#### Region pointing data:
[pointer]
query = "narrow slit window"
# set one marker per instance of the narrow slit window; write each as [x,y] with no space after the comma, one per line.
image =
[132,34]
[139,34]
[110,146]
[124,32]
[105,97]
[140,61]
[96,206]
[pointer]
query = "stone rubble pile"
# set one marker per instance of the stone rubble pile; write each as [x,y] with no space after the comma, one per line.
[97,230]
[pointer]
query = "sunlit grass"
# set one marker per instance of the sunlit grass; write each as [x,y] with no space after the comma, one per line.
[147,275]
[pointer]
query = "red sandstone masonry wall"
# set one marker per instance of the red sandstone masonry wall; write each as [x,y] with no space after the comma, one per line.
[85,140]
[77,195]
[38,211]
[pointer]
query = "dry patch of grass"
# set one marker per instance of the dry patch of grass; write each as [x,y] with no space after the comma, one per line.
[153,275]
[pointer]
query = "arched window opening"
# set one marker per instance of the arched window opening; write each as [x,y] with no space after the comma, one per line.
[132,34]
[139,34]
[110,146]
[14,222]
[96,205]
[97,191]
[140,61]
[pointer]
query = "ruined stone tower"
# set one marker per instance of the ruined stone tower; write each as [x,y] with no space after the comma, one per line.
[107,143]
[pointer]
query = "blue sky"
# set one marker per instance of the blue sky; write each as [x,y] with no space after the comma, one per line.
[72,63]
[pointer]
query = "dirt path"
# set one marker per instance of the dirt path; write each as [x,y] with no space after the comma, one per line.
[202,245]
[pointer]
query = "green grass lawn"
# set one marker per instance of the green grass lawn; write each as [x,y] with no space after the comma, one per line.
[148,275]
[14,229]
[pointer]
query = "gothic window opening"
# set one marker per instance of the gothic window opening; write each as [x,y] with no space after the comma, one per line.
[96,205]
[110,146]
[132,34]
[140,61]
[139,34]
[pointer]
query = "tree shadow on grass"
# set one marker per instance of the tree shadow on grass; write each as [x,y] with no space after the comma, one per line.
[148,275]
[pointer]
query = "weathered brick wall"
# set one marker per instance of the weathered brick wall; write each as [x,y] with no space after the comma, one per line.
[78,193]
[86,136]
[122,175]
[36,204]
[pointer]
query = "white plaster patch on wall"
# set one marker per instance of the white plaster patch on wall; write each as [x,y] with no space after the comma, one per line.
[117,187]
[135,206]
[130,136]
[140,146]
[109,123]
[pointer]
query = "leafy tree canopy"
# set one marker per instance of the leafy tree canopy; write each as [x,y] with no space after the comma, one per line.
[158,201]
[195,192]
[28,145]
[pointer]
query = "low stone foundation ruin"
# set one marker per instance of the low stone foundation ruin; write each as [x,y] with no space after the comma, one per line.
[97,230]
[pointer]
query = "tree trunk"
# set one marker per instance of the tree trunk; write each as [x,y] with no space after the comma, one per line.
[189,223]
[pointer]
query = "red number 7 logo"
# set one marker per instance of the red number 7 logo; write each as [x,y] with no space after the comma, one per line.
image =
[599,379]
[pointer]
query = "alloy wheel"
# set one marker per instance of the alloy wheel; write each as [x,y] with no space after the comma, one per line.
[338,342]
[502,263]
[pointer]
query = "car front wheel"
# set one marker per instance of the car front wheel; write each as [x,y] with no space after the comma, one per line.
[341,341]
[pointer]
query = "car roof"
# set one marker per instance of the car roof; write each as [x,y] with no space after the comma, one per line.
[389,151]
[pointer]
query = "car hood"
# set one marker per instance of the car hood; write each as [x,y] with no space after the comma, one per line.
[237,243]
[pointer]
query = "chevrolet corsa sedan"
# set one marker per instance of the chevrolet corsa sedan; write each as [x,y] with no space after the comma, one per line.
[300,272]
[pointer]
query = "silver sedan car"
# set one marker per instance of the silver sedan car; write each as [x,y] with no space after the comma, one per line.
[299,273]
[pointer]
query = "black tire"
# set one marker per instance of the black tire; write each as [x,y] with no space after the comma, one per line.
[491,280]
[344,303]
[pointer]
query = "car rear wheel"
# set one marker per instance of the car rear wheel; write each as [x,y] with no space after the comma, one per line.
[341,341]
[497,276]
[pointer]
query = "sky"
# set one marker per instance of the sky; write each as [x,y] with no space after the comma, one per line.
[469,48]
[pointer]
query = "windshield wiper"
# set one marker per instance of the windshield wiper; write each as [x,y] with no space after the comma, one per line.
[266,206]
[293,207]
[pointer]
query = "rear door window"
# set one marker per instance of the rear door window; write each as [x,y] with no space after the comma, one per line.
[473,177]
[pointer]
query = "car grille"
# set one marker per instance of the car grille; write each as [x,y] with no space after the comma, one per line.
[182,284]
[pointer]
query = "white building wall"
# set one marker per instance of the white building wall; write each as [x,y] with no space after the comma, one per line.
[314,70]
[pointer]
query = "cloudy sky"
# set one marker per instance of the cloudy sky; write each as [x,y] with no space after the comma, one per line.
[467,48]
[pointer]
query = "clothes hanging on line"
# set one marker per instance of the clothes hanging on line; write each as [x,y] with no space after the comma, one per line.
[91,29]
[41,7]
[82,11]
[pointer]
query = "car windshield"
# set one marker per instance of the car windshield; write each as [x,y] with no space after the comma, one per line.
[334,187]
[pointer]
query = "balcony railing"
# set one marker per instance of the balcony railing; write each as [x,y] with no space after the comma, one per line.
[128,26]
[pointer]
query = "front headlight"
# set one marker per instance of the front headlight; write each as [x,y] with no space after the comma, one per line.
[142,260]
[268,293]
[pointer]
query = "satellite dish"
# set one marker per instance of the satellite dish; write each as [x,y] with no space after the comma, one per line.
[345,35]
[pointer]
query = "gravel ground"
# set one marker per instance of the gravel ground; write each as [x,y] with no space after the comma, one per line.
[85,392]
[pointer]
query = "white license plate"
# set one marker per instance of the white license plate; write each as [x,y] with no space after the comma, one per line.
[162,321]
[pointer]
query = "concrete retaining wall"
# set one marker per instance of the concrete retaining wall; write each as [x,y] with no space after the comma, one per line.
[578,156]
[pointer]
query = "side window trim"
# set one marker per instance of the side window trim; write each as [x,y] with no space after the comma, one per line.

#### WHAT YOU HAVE TO DO:
Each entry shown above must be retyped word for word.

#### REPLY:
[pointer]
query = "narrow slit window"
# set one marker per instance of the narrow slit window; write each as [x,y] with no space after the comma, one per line.
image =
[132,34]
[139,34]
[110,146]
[124,32]
[105,97]
[140,61]
[96,206]
[pointer]
query = "stone rubble pile"
# set one marker per instance of the stone rubble pile; write each as [x,y] with no space after the comma, one per line.
[97,230]
[pointer]
query = "sunlit grass"
# set one marker per instance of the sunlit grass; write each as [x,y] with no space after the comma, one per line.
[147,275]
[pointer]
query = "red sandstone masonry wall"
# set one marker per instance of the red sandstone masonry wall; write each as [x,y] with no space after the comma, one per line.
[85,140]
[77,195]
[38,211]
[pointer]
query = "dry patch of grass"
# set one marker per instance of the dry patch of grass; write each as [x,y] with no space after the comma, one per line.
[153,275]
[pointer]
query = "arched window opening"
# set one marker per instance of the arched window opening; write each as [x,y] with no space after the comma, one per line.
[132,34]
[139,34]
[110,146]
[14,222]
[96,205]
[97,191]
[140,61]
[pointer]
query = "ruined stone tower"
# set one marker per instance of the ruined stone tower; write each as [x,y] with no space after the comma, one per line.
[107,143]
[pointer]
query = "blue sky"
# set one marker per instance of the blue sky; write each as [x,y] with no space after the comma, one per line.
[72,63]
[pointer]
query = "dirt path"
# set one marker per instance of the dirt path; write each as [x,y] with no space after the comma, one per line.
[202,245]
[pointer]
query = "green grass lawn"
# set one marker per instance of the green grass lawn; write each as [x,y] with no space after the comma, one per line.
[148,275]
[14,229]
[pointer]
query = "gothic window opening"
# set one marker per instance of the gothic window opening; write each as [x,y] with no space after the comma, one per line.
[96,205]
[110,146]
[132,34]
[140,61]
[139,34]
[pointer]
query = "tree shadow on grass"
# set one marker per instance of the tree shadow on grass; write each as [x,y] with no space after the comma, one per line.
[148,275]
[pointer]
query = "weathered brick wall"
# set one marker per instance of the weathered brick wall; write each as [x,y] with no space after the comma, one per line.
[78,193]
[86,136]
[122,175]
[36,204]
[pointer]
query = "white plaster patch on wall"
# set one marker per instance of the white plaster patch on wall; write each as [x,y] with no space after the comma, one per line.
[117,187]
[135,206]
[130,136]
[140,146]
[109,123]
[pointer]
query = "leafy tree canopy"
# set one marker per instance of the leafy tree canopy; write each as [x,y] with no space after the comma, one per line.
[158,201]
[195,192]
[28,145]
[pointer]
query = "low stone foundation ruin"
# set one marker per instance of the low stone foundation ruin; write each as [x,y] with no space after the comma, one per line.
[97,230]
[pointer]
query = "tree trunk"
# set one marker per instance of the tree trunk; write each as [x,y] with no space after the comma, one per line.
[189,223]
[pointer]
query = "red number 7 logo"
# set one marker per instance of the red number 7 logo; write each as [x,y] with no space after the comma, one per line.
image =
[599,379]
[pointer]
query = "alloy wheel"
# set one marker per instance of the alloy wheel; write each as [x,y] with no space after the comma, one per line.
[338,342]
[502,263]
[pointer]
query = "car front wheel"
# set one marker per instance of the car front wheel; write each as [x,y] with no space after the comma, one per line.
[341,341]
[pointer]
query = "car roof"
# set one marker per instance of the car roof; write each as [x,y] with no space after the comma, one per line.
[389,151]
[pointer]
query = "car hood"
# set one marker per instance of the car hood; write each as [x,y] with no space after the comma, one per line.
[237,243]
[pointer]
query = "chevrolet corsa sedan"
# set one marker per instance of the chevrolet corsa sedan; write each as [x,y] with no space after the comma, one per line.
[300,272]
[pointer]
query = "silver sedan car"
# set one marker per instance of the silver sedan car; write each as [x,y] with no space after the comma, one per line.
[299,273]
[pointer]
query = "black tire"
# set one marker per instance of the black tire; write each as [x,y] with no space after the comma, one per line.
[491,280]
[344,303]
[pointer]
query = "car rear wheel"
# set one marker per instance of the car rear wheel; write each as [x,y] with no space after the comma, one per line.
[341,341]
[497,276]
[pointer]
query = "sky"
# set one marker per instance of the sky; write each as [x,y] with no space after the comma, one per line.
[469,48]
[pointer]
query = "windshield wiper"
# set one marker per instance of the windshield wiper; write each as [x,y] with no space after the comma, one per line.
[266,206]
[293,207]
[pointer]
query = "rear door window"
# set one marker per instance of the rear door window; write each as [x,y] with no space after the comma, one per line.
[473,177]
[pointer]
query = "car grille"
# set one marker per instance of the car grille; write each as [x,y] with no space after the comma, one per line.
[182,284]
[pointer]
query = "white building wall"
# set one marker per instance of the white building wall; write each as [x,y] with no space after the comma, one per line.
[314,70]
[pointer]
query = "cloudy sky"
# set one marker per instance of the cloudy sky; write each as [x,y] with no space after the comma, one per line.
[467,48]
[pointer]
query = "clothes hanging on line"
# set one marker per instance of the clothes hanging on line; write each as [x,y] with no space after the comma, one per line.
[91,29]
[41,7]
[82,11]
[pointer]
query = "car windshield"
# set one marker per instance of the car windshield; write each as [x,y] with no space after the comma, one per line.
[334,187]
[pointer]
query = "balcony railing"
# set one marker per instance of the balcony railing; write each as [x,y] with no space after the comma, one per line.
[128,26]
[pointer]
query = "front headlight"
# set one marker per instance of the front headlight; write each as [x,y] with no space after the comma, one per line.
[142,260]
[268,293]
[pointer]
query = "satellite dish"
# set one marker per instance of the satellite dish; write each as [x,y] with no space after the comma, one per line.
[345,35]
[pointer]
query = "gravel ground"
# set one marker per instance of the gravel ground; write each as [x,y] with no space after the comma, one per line.
[85,392]
[pointer]
query = "white license plate"
# set one marker per instance of the white license plate; write each as [x,y] with no space after the comma, one per line.
[162,321]
[pointer]
query = "concrete retaining wall"
# set one marker per instance of the concrete retaining wall; write each as [x,y] with no space after the comma, one per line.
[578,156]
[pointer]
query = "side window trim"
# set one marker per instance of the side window trim; write each as [x,y] with no space after the comma, one per line.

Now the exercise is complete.